[Rows from a box-labeling dataset]
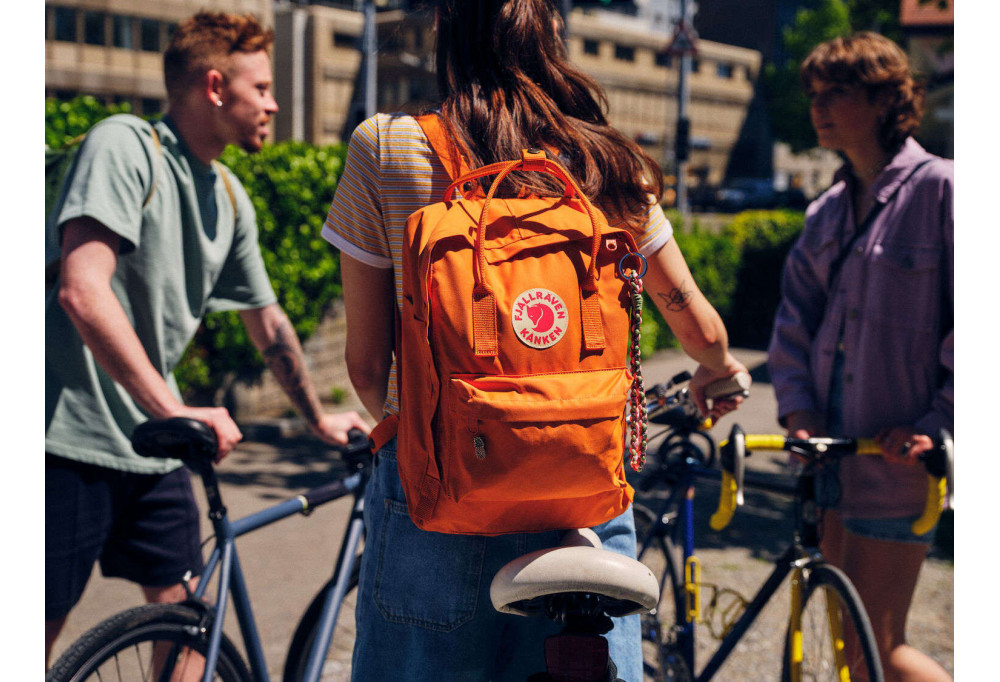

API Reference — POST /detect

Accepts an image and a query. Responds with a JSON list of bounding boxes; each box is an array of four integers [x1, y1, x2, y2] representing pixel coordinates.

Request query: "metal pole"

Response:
[[363, 0, 378, 118], [674, 0, 691, 216], [291, 4, 309, 140]]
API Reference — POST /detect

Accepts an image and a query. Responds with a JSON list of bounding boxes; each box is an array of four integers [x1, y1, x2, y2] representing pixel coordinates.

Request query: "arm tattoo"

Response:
[[657, 281, 691, 313], [264, 321, 319, 424]]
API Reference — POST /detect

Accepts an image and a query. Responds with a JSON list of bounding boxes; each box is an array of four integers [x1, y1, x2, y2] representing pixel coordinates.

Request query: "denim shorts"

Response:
[[353, 439, 642, 682], [843, 514, 935, 545]]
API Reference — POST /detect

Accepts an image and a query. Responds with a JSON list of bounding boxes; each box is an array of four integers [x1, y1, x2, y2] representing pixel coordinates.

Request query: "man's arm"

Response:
[[59, 218, 243, 460], [240, 303, 369, 445]]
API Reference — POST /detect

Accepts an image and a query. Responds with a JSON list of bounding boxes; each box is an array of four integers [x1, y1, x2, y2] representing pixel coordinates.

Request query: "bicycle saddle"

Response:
[[132, 417, 219, 463], [490, 528, 660, 617]]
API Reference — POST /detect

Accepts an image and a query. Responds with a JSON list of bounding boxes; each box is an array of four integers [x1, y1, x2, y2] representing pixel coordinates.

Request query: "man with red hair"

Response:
[[45, 12, 367, 661]]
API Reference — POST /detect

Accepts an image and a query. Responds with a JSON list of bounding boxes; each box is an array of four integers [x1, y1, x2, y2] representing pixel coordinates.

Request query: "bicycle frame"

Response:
[[638, 448, 843, 682], [193, 465, 367, 682]]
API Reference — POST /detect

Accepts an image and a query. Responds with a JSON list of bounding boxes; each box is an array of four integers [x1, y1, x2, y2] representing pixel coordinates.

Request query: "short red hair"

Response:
[[163, 12, 274, 100]]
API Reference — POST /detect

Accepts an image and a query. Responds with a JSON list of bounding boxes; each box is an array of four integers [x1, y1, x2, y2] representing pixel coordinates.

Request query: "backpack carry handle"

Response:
[[445, 149, 607, 357]]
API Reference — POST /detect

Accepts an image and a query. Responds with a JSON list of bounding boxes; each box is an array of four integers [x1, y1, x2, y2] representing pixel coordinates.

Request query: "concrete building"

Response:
[[348, 7, 760, 191], [45, 0, 274, 114]]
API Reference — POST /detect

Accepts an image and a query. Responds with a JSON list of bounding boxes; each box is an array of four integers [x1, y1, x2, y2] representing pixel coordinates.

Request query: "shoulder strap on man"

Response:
[[142, 123, 163, 208], [212, 160, 236, 220], [414, 113, 469, 180]]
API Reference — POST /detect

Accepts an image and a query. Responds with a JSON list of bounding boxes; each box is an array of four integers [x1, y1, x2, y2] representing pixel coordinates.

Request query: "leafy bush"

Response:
[[45, 95, 132, 149], [45, 96, 347, 402], [642, 210, 804, 355], [721, 210, 805, 348]]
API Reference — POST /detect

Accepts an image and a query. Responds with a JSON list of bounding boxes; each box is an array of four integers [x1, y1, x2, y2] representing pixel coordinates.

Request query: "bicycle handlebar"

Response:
[[132, 417, 371, 471], [710, 424, 955, 535]]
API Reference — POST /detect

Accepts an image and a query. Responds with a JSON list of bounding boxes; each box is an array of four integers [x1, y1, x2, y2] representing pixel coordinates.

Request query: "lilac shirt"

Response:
[[769, 138, 954, 518]]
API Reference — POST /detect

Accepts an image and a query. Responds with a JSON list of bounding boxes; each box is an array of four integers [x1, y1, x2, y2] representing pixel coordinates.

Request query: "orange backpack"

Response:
[[372, 114, 645, 535]]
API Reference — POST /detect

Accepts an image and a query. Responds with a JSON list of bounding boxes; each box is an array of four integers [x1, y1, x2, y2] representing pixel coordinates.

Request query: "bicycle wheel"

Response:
[[781, 564, 883, 682], [633, 503, 693, 682], [282, 555, 361, 682], [45, 604, 251, 682]]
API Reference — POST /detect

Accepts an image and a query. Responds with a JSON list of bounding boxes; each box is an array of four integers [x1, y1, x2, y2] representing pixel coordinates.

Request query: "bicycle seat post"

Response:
[[196, 462, 227, 523]]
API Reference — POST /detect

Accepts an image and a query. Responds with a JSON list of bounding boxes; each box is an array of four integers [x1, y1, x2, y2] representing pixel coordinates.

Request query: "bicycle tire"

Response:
[[45, 604, 252, 682], [781, 564, 884, 682], [281, 555, 361, 682]]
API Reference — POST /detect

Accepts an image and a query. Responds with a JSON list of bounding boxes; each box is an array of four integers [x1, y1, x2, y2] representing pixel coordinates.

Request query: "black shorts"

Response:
[[45, 453, 203, 620]]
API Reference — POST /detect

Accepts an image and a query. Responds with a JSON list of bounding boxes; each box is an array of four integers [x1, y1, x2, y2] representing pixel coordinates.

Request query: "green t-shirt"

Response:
[[45, 115, 275, 473]]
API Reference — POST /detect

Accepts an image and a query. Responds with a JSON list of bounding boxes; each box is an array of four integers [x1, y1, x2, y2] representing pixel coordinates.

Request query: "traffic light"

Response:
[[674, 117, 691, 162]]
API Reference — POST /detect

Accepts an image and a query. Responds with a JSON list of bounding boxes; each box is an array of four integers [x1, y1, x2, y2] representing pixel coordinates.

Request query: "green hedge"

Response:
[[45, 96, 347, 402], [642, 210, 805, 354]]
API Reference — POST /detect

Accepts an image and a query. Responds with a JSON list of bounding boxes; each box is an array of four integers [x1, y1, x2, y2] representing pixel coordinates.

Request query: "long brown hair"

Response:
[[437, 0, 663, 228]]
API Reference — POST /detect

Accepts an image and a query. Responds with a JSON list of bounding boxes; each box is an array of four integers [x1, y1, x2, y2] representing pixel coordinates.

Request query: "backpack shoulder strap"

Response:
[[414, 113, 469, 180]]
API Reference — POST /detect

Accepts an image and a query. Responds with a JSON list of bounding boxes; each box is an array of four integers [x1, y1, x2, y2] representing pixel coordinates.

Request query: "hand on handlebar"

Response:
[[785, 410, 827, 471], [309, 411, 371, 445], [688, 356, 750, 421], [875, 426, 934, 466]]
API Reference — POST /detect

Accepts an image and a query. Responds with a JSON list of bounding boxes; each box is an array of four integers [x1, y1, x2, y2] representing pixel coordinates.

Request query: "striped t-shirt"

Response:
[[323, 114, 673, 413]]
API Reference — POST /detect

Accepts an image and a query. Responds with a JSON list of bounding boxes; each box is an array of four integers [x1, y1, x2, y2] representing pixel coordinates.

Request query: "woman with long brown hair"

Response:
[[323, 0, 746, 682], [769, 32, 955, 681]]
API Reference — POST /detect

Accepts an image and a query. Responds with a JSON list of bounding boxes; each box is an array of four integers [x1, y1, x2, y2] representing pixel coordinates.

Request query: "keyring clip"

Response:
[[618, 252, 649, 279]]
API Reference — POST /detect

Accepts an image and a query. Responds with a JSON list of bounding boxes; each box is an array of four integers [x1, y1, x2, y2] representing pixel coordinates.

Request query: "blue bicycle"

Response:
[[45, 418, 371, 682]]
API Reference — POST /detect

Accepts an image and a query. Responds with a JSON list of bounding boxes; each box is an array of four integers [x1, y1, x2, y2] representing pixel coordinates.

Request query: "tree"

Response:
[[763, 0, 908, 151]]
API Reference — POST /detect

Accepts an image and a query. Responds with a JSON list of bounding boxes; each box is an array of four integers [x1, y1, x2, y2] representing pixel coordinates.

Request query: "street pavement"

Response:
[[47, 349, 953, 680]]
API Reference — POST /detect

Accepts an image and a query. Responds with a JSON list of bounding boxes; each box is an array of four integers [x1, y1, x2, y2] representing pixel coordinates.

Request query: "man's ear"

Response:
[[205, 69, 226, 107]]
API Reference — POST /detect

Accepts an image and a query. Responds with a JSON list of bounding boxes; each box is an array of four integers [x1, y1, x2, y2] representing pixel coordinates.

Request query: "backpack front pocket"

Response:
[[439, 367, 632, 502]]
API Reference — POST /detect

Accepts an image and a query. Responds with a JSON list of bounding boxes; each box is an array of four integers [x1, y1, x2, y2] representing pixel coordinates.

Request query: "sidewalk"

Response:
[[53, 350, 954, 682]]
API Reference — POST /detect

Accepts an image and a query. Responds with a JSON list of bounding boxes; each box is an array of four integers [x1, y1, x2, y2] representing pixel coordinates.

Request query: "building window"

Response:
[[111, 14, 135, 50], [83, 12, 108, 45], [54, 7, 76, 43], [139, 19, 160, 52], [333, 31, 358, 50], [615, 45, 635, 62]]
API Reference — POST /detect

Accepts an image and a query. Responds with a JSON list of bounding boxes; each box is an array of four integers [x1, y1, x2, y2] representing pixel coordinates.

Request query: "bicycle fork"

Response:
[[788, 566, 851, 682]]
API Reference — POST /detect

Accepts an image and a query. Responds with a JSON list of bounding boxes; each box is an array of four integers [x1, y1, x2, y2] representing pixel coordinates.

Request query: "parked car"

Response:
[[714, 178, 778, 212]]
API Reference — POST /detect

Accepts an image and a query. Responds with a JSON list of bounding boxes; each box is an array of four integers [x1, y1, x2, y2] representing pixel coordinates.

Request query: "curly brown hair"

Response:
[[799, 31, 924, 150], [163, 11, 274, 100]]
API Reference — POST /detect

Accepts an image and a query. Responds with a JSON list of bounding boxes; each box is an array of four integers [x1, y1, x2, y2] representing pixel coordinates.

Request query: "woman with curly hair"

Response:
[[769, 32, 954, 680]]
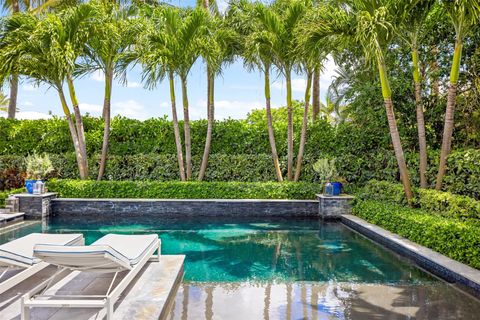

- **WHAT IS BEING ASKED**
Rewrite the records from the start through the line containing "[[132, 417, 219, 463], [490, 528, 660, 617]]", inclusive, changing "Request query" to "Search term" and keeping everything else the same. Leave the pictures out of your answer.

- **RESULT**
API Reference — POST /detect

Accepts an image and a query. Responds with a JSON list of bounding boxes; each box is an array of four integers [x1, y1, x2, y2] representing pixel coordinates.

Search term: "metal pole"

Response:
[[363, 0, 378, 118], [674, 0, 691, 216], [291, 4, 309, 140]]
API Reference — POST /detect

Accepts an image and a query. Responds with a JSON list of bounding boxes; each box is an array of four integers [x1, y1, x2, y2] representing pixel coordinates.

Search term: "arm tattoo"

Response:
[[657, 281, 691, 313], [264, 321, 319, 424]]
API Reference — POST /detect

Accepts an image and a query. Responds with a JSON list of bounding boxes; each box is an array of four integers [x1, y1, x2, y2] representing pixel coordinates.

Search term: "denim shorts"

Response:
[[353, 439, 642, 682], [843, 514, 935, 545]]
API Reference — POST /detect

Accepts an image and a query. Responds with a JSON list of bounding boxes; each box is an array of four integers [x1, y1, x2, y2] representing pixel coordinates.

Search term: "man's arm"

Response:
[[59, 218, 243, 460], [240, 303, 369, 445]]
API Reference — POST /detect

Accepts an image and a query. Responds with a JSON list of bounding boxes; each box is an array of four integers [x1, y1, x2, y2] representing pixel coordinates.

Search term: "bicycle saddle"

Response:
[[132, 417, 219, 463], [490, 528, 660, 617]]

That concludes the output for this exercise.